[begin SOURCE MATERIAL]
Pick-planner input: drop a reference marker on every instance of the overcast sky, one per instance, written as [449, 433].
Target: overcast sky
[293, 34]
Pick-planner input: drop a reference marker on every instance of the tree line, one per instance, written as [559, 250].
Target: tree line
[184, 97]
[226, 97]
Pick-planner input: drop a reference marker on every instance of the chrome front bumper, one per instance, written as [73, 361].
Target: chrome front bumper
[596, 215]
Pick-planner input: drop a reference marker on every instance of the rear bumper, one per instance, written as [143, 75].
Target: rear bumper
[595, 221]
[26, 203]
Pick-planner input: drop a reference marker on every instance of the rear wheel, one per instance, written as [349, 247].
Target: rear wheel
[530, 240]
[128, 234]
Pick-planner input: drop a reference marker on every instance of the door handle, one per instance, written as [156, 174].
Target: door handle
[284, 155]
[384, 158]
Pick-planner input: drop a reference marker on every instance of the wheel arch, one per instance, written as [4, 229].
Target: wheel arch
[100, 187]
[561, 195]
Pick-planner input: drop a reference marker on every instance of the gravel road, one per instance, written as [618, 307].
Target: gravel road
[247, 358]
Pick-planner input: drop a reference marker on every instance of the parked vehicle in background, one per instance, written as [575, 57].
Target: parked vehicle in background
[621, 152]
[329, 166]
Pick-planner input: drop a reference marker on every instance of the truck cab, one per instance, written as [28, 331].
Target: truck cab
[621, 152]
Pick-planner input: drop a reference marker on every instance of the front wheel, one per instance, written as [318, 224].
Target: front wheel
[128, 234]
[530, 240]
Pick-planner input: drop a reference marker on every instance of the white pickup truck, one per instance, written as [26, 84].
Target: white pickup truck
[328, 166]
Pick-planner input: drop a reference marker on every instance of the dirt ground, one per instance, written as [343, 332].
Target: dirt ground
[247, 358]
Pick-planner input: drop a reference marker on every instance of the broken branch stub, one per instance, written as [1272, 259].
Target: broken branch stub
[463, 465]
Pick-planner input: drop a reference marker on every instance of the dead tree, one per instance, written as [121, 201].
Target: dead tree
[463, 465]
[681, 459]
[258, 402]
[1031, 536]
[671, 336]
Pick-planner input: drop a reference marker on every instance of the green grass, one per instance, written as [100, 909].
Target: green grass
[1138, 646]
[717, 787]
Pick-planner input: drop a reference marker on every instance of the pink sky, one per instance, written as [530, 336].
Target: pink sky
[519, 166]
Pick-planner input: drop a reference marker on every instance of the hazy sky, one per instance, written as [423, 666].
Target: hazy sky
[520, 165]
[end SOURCE MATERIAL]
= EXERCISE GOAL =
Retype every line above without changing a single character.

= THE ANSWER =
Pick-planner input: drop a reference marker on every instance of the overcast sky, one per instance, written as [449, 433].
Target: overcast sky
[293, 34]
Pick-planner input: drop a reference marker on every instance of the tree line, one per instance, written as [559, 250].
Target: tree line
[184, 97]
[226, 97]
Pick-planner input: drop a reference marker on every instance of the chrome front bumper, one per instance, written as [73, 361].
Target: chrome front bumper
[596, 215]
Pick-planner input: drop a reference marker on every instance of the rear bumper, one per instance, written as [143, 75].
Target: rear bumper
[595, 221]
[26, 203]
Pick-planner input: drop a reference marker on every instance of the rear wheel, one per instance, written as [349, 247].
Target: rear wheel
[530, 240]
[128, 234]
Pick-planner input: drop a reference marker on every instance of the door handle, one per instance, written as [156, 174].
Target: door handle
[284, 155]
[384, 158]
Pick-planner input: drop a reference marker on every instance of the wheel arch, one per instance, written as [4, 229].
Target: wheel arch
[100, 187]
[561, 195]
Pick-planner input: drop a reference marker on every instance of the gravel road, one per instance, written as [618, 307].
Target: gravel road
[247, 358]
Pick-planner input: drop a reference marker on every instance of the parked vehicle in background, one per instance, written as [575, 57].
Target: parked vehicle in background
[621, 152]
[329, 166]
Pick-planner input: drop a reference marker on every instance of the truck cab, one per instance, written as [28, 331].
Target: truck cab
[621, 152]
Pick-planner input: drop a reference marker on every instance of the front wheel, one per instance, written as [318, 224].
Target: front wheel
[128, 234]
[530, 240]
Pick-planner input: drop a reference marker on every instance of the white pickup truck, one per instance, written as [26, 84].
Target: white pickup truck
[328, 166]
Pick-planner input: drop a reference marker on every instance of the dirt ground, one per instance, written as [343, 332].
Target: dirt ground
[247, 358]
Pick-planner input: drop a reference marker on every instance of the broken branch stub, one per instance, written as [1272, 259].
Target: broken branch stub
[463, 465]
Pick-planner input: drop a reference marker on every instance of the dead tree, one per instance, written as [121, 201].
Target: dead tree
[463, 465]
[681, 459]
[258, 402]
[1031, 536]
[671, 336]
Pick-planner input: drop a reference marker on every instance of the green grass, one per instance, written as [100, 909].
Target: green grass
[1138, 646]
[717, 787]
Pick-planner input: drop a reference marker on every instance of the pink sky, one per instance, written as [530, 336].
Target: pink sky
[519, 166]
Pick-planner input: drop a reference marker on every instance of the hazy sky, one per instance, written as [423, 666].
Target: hazy sky
[520, 165]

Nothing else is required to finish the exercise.